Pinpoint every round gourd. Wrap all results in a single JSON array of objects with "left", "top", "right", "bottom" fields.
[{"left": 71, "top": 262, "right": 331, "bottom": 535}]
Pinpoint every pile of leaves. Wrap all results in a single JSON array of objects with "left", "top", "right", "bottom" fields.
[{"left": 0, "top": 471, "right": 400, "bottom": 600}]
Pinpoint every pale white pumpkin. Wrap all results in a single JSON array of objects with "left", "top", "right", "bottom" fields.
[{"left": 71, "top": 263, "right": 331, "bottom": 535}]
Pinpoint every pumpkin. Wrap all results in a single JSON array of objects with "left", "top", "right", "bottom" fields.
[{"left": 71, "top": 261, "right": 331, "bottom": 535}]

——

(练习题目):
请把上面的全部行逐字摘录出来，不做任何改动。

(结果如下):
Pinpoint every round gourd. Wrap all results in a single JSON array of objects with "left", "top", "right", "bottom" fields.
[{"left": 71, "top": 262, "right": 331, "bottom": 535}]
Pinpoint every pile of leaves. Wrap all results in a single JSON array of objects with "left", "top", "right", "bottom" fields.
[{"left": 0, "top": 471, "right": 400, "bottom": 600}]
Pinpoint every pale white pumpkin. Wrap all results in a single JSON array of objects with "left", "top", "right", "bottom" fields.
[{"left": 71, "top": 263, "right": 331, "bottom": 535}]
Pinpoint every pumpkin. Wrap all results in a single JSON array of objects with "left", "top", "right", "bottom" fields.
[{"left": 71, "top": 261, "right": 331, "bottom": 535}]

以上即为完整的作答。